Your task
Show each line in the records below that contains the string "instance". Case counts.

Task input
[Start]
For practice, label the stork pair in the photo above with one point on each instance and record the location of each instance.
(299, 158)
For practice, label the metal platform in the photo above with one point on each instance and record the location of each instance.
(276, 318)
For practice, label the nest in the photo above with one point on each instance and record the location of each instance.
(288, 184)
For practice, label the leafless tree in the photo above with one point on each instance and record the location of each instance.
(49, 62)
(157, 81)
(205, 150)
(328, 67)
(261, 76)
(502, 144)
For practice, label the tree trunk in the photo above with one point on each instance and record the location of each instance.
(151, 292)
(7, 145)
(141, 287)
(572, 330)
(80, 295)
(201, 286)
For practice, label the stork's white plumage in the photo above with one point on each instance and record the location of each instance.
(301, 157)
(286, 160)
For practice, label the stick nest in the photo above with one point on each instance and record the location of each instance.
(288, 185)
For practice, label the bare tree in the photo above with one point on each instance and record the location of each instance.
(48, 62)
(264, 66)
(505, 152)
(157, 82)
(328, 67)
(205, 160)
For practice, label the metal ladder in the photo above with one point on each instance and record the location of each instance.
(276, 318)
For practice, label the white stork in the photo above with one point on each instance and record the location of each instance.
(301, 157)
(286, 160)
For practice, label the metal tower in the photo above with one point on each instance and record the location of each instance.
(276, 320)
[End]
[Start]
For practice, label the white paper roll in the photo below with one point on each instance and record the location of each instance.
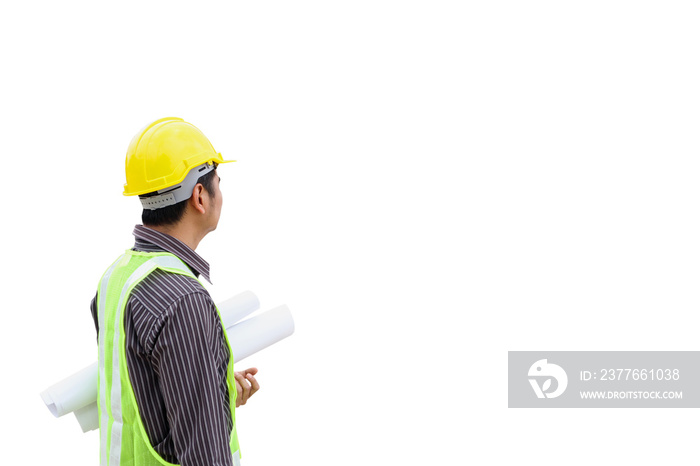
[End]
Exercise response
For practice, label the stork pair in the photo above with one point on each instance and record the location of each instance.
For practice, label the metal platform in the photo above with one point on each instance and record the location of each instance.
For practice, label the nest in the photo above with one point on each instance and record the location of each instance.
For practice, label the leafless tree in the photo above with one point on each instance and record the location of each instance.
For practice, label the tree trunk in the photo above with one point on each instance and record the location of each instance.
For practice, label the stork's white plumage in the photo above with one point on each instance and record the location of each instance.
For practice, label the stick nest in the photo above with one point on each instance and record the location of each instance.
For practice, label the bare tree in the photo above with one point on each instance and record the location of each instance.
For practice, label the metal ladder in the photo above with one point on each instance and record the location of each instance.
For practice, label the white stork in the photo above with one point on each instance and record the location of each instance.
For practice, label the metal tower in the photo above with one point on each instance and record the location of each instance.
For practice, label the white paper roll in the photo below with one point on each instance and record the location of each instance.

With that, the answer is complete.